→ SHORT TASK
Count the lines below that contain the word "rock", and reply with that number alone.

→ GIVEN RECORDS
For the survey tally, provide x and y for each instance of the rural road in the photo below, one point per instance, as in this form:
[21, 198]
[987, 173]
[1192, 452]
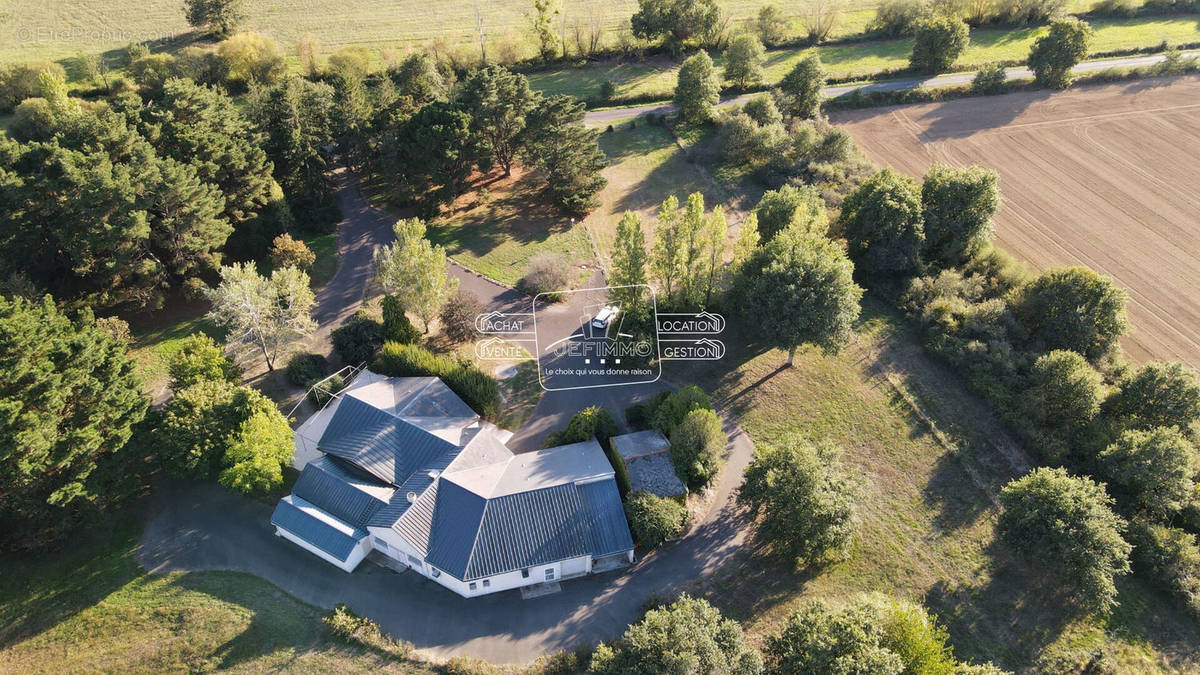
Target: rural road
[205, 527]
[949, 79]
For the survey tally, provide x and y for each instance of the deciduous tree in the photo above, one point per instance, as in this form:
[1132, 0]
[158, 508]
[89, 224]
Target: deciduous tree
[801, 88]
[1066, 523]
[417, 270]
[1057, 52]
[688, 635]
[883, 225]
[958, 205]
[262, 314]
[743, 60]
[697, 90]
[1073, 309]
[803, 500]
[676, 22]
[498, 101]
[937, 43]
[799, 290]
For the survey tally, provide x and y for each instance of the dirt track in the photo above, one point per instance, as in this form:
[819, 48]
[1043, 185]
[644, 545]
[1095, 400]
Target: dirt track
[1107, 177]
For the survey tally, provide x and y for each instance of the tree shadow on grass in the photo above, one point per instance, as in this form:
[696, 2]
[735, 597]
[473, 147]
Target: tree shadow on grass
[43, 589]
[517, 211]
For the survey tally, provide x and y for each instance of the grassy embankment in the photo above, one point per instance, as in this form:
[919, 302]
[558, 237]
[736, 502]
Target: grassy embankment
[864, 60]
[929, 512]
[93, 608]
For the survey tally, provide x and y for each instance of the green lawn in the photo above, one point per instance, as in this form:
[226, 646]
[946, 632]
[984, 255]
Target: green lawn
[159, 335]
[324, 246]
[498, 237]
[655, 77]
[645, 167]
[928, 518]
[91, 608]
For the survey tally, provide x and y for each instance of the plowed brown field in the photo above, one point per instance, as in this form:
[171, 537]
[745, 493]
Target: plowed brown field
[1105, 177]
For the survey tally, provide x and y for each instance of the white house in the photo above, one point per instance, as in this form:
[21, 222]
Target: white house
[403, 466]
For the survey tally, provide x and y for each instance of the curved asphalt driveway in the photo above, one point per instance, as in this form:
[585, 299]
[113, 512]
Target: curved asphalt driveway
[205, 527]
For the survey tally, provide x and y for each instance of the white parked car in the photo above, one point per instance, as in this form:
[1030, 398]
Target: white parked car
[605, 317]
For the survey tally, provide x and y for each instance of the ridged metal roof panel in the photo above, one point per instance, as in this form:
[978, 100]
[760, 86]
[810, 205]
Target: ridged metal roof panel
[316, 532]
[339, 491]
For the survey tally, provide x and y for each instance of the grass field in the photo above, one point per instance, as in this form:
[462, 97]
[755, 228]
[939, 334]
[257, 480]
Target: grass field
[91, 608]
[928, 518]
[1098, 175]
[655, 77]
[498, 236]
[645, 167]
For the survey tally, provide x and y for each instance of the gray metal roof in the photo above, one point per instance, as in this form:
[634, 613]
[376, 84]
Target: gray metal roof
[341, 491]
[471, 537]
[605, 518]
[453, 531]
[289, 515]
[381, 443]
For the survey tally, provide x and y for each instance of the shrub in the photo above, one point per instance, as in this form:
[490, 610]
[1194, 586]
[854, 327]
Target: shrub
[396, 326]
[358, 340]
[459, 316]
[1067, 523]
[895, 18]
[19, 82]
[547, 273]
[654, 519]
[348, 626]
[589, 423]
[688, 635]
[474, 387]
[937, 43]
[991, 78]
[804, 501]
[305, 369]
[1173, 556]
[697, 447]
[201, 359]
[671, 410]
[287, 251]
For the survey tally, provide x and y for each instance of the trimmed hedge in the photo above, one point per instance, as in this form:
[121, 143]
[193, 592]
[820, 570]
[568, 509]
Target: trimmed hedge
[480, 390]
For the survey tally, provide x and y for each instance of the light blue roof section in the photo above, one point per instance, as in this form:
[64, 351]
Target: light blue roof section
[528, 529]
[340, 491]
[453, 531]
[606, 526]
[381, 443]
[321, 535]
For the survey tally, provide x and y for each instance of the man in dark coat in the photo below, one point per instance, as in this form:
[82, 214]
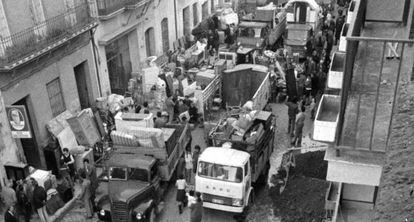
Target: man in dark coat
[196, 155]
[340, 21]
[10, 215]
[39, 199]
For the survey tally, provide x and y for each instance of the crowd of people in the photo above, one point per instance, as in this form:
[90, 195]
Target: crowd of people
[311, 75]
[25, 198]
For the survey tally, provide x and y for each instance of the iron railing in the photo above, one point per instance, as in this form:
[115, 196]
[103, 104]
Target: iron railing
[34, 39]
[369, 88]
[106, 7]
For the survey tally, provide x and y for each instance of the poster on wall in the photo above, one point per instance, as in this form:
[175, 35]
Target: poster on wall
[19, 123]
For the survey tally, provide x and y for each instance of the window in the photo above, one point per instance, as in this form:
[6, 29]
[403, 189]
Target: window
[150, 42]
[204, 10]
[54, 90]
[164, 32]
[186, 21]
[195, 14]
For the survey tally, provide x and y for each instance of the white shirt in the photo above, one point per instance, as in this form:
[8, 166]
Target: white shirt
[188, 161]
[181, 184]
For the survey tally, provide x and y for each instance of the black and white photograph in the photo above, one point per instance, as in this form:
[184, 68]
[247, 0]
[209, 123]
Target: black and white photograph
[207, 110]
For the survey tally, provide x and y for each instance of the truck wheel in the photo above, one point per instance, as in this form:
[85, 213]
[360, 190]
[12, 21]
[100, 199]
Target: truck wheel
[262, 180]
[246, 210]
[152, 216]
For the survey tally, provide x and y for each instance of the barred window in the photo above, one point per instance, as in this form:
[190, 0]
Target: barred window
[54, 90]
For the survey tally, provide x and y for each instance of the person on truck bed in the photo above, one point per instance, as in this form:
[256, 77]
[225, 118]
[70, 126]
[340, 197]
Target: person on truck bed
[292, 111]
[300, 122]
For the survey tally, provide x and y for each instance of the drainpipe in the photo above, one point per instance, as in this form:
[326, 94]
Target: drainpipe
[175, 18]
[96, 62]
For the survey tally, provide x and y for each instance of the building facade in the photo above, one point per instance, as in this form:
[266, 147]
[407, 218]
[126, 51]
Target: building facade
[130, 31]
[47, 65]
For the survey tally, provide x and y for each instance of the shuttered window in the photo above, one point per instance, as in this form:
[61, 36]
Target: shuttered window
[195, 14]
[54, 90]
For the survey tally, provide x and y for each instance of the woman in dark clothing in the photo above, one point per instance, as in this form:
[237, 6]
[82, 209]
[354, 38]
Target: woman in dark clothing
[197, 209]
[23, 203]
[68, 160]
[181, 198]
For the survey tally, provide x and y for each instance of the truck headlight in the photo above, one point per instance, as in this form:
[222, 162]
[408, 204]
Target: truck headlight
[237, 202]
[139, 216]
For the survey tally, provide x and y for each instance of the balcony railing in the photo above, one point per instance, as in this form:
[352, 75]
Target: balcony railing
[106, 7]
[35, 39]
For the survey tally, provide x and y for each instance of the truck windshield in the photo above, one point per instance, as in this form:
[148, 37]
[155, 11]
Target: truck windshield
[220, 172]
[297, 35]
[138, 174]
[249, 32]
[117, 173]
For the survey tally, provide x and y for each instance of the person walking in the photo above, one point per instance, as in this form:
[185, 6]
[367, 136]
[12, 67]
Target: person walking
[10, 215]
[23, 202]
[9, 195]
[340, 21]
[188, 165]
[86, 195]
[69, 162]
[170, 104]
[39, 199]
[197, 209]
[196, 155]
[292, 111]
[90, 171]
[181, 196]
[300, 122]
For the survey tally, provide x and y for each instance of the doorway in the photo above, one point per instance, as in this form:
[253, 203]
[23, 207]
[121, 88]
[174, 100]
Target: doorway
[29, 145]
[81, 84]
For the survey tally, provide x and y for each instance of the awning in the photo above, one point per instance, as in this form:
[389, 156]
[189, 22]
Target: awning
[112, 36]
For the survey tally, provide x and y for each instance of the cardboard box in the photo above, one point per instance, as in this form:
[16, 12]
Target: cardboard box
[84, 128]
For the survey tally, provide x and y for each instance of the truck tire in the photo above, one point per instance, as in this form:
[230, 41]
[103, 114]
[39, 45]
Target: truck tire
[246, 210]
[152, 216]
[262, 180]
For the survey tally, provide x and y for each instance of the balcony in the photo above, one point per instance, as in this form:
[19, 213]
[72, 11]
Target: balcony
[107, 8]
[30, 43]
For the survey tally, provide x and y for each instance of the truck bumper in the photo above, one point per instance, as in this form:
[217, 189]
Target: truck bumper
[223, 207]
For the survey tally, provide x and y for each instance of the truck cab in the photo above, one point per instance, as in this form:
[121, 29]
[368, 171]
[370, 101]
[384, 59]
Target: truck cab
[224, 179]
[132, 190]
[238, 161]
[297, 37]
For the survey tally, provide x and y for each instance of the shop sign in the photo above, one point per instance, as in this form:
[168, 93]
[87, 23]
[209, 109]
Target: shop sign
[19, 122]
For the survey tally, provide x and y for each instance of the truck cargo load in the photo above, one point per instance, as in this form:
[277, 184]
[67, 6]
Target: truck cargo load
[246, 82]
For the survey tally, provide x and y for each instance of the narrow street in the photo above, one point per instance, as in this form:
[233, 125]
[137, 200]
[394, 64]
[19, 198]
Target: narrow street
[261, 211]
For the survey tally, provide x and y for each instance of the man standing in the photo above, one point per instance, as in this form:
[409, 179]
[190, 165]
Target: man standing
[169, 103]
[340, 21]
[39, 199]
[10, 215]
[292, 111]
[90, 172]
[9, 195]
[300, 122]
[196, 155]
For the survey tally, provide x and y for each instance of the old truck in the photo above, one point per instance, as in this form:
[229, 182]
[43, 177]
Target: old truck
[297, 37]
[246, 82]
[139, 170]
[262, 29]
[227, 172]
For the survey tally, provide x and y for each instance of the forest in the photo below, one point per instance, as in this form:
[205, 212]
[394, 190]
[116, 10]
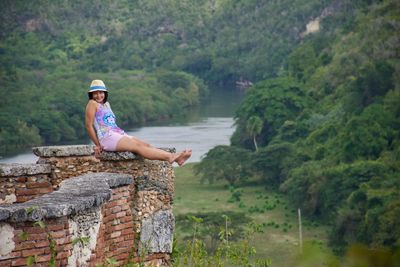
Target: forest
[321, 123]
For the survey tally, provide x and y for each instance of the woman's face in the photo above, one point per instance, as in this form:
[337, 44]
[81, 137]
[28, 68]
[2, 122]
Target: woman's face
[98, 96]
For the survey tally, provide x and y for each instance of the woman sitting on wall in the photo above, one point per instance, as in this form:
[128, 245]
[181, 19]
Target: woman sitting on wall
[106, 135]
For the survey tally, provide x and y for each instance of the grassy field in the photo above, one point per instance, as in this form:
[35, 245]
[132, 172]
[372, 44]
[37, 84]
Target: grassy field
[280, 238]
...
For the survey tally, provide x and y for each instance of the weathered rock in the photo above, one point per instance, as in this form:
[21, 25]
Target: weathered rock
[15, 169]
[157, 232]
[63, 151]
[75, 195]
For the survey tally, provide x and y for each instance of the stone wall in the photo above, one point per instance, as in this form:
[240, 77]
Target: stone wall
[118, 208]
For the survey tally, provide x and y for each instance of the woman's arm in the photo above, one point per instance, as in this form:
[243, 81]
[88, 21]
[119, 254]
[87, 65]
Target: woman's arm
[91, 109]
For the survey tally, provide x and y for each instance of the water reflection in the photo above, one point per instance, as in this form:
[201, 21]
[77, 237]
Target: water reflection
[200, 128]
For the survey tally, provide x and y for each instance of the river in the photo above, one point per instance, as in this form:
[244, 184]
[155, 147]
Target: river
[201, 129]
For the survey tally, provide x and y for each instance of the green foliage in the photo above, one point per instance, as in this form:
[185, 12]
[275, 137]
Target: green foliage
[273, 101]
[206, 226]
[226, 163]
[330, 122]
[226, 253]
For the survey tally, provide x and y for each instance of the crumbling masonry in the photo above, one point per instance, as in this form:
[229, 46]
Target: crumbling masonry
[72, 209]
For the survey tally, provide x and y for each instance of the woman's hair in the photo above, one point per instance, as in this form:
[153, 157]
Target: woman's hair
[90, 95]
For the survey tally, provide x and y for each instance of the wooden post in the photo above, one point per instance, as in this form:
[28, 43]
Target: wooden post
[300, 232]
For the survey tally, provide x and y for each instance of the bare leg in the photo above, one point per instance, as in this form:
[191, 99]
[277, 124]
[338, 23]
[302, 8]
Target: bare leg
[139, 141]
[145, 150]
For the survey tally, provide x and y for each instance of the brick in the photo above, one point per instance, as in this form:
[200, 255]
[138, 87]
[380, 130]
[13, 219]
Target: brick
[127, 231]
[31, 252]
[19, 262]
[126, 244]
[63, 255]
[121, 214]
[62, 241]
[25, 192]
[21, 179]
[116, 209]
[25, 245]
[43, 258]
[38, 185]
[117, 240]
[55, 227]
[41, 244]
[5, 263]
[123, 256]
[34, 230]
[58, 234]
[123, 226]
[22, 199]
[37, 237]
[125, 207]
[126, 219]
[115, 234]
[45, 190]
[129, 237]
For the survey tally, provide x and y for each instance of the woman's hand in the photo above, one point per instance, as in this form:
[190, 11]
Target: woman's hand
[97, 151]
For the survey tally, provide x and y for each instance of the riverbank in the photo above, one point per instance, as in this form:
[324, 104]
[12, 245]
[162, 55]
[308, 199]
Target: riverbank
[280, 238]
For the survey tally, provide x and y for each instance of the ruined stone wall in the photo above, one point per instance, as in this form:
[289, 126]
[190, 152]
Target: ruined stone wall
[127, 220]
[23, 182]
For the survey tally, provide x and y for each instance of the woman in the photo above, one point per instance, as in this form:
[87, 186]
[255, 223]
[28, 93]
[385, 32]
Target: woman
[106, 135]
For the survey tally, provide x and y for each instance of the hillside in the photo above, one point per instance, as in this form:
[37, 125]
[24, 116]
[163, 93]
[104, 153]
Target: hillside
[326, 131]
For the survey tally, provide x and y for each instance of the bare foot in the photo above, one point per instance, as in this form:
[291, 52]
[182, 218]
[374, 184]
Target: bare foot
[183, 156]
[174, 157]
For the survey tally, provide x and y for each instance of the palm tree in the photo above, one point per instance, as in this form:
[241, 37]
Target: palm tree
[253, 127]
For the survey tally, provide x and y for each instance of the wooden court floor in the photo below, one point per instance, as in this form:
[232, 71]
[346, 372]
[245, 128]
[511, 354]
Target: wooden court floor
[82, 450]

→ EXERCISE SOLUTION
2